═══ Input records ═══

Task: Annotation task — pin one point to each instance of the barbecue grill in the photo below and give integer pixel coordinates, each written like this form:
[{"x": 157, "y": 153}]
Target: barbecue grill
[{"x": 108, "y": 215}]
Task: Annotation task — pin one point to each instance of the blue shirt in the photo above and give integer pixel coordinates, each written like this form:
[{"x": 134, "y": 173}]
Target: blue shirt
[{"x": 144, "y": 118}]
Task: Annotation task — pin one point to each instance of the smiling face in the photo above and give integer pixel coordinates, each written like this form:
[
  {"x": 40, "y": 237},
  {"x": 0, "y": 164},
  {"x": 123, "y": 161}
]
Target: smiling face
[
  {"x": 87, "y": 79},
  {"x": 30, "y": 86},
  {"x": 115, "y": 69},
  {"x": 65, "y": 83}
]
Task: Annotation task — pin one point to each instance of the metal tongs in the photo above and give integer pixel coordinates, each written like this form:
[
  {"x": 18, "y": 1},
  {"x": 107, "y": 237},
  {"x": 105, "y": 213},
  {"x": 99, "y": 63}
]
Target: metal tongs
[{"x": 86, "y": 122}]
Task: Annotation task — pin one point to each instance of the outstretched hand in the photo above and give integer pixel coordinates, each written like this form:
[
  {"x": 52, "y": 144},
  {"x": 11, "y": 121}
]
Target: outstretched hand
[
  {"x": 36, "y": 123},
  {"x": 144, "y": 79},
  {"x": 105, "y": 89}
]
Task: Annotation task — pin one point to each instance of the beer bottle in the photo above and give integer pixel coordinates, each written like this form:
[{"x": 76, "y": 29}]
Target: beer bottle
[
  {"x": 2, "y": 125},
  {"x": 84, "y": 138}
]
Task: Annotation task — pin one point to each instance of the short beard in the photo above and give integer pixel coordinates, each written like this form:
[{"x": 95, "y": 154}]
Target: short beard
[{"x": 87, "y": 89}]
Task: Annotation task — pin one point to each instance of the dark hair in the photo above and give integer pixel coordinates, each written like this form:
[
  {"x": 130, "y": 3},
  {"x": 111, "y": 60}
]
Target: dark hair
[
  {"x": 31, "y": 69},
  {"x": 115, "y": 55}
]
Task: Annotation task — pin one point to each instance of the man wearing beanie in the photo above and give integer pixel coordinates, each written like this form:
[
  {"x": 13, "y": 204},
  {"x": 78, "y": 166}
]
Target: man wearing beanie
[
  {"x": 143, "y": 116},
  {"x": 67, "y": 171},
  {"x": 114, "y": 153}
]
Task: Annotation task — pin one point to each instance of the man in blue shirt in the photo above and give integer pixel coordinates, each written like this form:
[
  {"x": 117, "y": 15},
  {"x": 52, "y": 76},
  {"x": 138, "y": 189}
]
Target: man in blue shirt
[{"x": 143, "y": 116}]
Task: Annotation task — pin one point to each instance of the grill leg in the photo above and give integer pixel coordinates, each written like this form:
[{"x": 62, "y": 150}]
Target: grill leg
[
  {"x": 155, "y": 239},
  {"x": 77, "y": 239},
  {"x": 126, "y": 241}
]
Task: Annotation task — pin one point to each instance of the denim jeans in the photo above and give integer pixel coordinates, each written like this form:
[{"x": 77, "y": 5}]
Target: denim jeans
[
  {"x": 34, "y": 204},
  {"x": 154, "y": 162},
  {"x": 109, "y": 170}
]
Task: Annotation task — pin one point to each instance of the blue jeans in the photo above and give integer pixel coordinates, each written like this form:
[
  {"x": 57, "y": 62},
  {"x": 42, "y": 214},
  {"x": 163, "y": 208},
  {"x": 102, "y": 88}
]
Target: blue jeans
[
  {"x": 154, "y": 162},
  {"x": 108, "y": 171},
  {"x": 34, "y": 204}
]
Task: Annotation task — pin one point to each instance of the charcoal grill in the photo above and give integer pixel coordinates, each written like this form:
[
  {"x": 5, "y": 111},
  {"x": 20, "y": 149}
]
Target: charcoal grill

═══

All records above must be set down exactly, please.

Correct answer:
Task: Annotation task — pin one point to each instance of the barbecue grill in the photo below and give integer pixel coordinates, each written like this form:
[{"x": 157, "y": 153}]
Target: barbecue grill
[{"x": 108, "y": 215}]
Task: Annotation task — pin one point to each instance of the blue shirt in the photo above and give integer pixel coordinates, each written like this form:
[{"x": 134, "y": 173}]
Target: blue shirt
[{"x": 144, "y": 118}]
Task: Annotation task — pin one point to each instance of the smiling face in the photo above and give integer pixel coordinates, each written like this form:
[
  {"x": 40, "y": 237},
  {"x": 0, "y": 164},
  {"x": 123, "y": 161}
]
Target: smiling face
[
  {"x": 87, "y": 79},
  {"x": 30, "y": 86},
  {"x": 115, "y": 69},
  {"x": 65, "y": 83}
]
Task: Annotation task — pin one point to each instance of the metal tongs in the photo above and give integer pixel coordinates, each written like this form:
[
  {"x": 18, "y": 1},
  {"x": 107, "y": 237},
  {"x": 105, "y": 213},
  {"x": 99, "y": 63}
]
Target: metal tongs
[{"x": 86, "y": 122}]
Task: Annotation task — pin one point to each instance of the outstretched hand in the photo above and give integer pixel coordinates, each written like this form:
[
  {"x": 52, "y": 144},
  {"x": 11, "y": 121}
]
Target: outstretched hand
[
  {"x": 36, "y": 123},
  {"x": 144, "y": 79},
  {"x": 105, "y": 89}
]
Task: Annotation task — pin one point to each instance of the beer bottle in the photo above and give integer pixel coordinates, each written like this form:
[{"x": 76, "y": 29}]
Target: beer bottle
[
  {"x": 2, "y": 125},
  {"x": 84, "y": 138}
]
Task: Annotation task — pin one point to each instance of the short beard in the photo above and give integer pixel coordinates, each written like this form:
[{"x": 95, "y": 154}]
Target: short beard
[{"x": 87, "y": 89}]
Task: Annotation task — pin one point to each instance of the dark hair in the photo above and give integer pixel coordinates, each written like this form:
[
  {"x": 130, "y": 3},
  {"x": 111, "y": 60}
]
Target: dark hair
[
  {"x": 31, "y": 69},
  {"x": 115, "y": 55}
]
Task: Annotation task — pin one point to each instance of the man wearing beanie in the photo above and give integer pixel coordinates, each written like this form:
[
  {"x": 13, "y": 204},
  {"x": 78, "y": 166}
]
Target: man wearing beanie
[
  {"x": 143, "y": 116},
  {"x": 67, "y": 171},
  {"x": 114, "y": 153}
]
Task: Annotation task — pin one point to each instance of the man in blue shirt in the photo above and give integer pixel coordinates, each written like this form:
[
  {"x": 117, "y": 15},
  {"x": 52, "y": 76},
  {"x": 138, "y": 189}
]
Target: man in blue shirt
[{"x": 143, "y": 116}]
Task: Annotation task — pin one point to each instance of the grill leg in the photo above and give integer pixel coordinates, each written like this form:
[{"x": 62, "y": 150}]
Target: grill leg
[
  {"x": 155, "y": 239},
  {"x": 77, "y": 239},
  {"x": 126, "y": 241}
]
Task: Annotation task — pin one point to each instance of the denim jeans in the photo above and give integer pixel coordinates, each written like this form:
[{"x": 77, "y": 5}]
Target: denim jeans
[
  {"x": 34, "y": 204},
  {"x": 154, "y": 162},
  {"x": 109, "y": 170}
]
Task: Annotation task — pin one point to each instance of the blue jeans in the photo above and give integer pixel coordinates, each written like this form:
[
  {"x": 57, "y": 62},
  {"x": 42, "y": 214},
  {"x": 163, "y": 208},
  {"x": 102, "y": 88}
]
Target: blue jeans
[
  {"x": 154, "y": 162},
  {"x": 108, "y": 171},
  {"x": 34, "y": 204}
]
Task: Annotation task — pin one point to each instance of the charcoal grill in the photo above and give integer pixel coordinates, each written like this form:
[
  {"x": 5, "y": 111},
  {"x": 20, "y": 149}
]
Target: charcoal grill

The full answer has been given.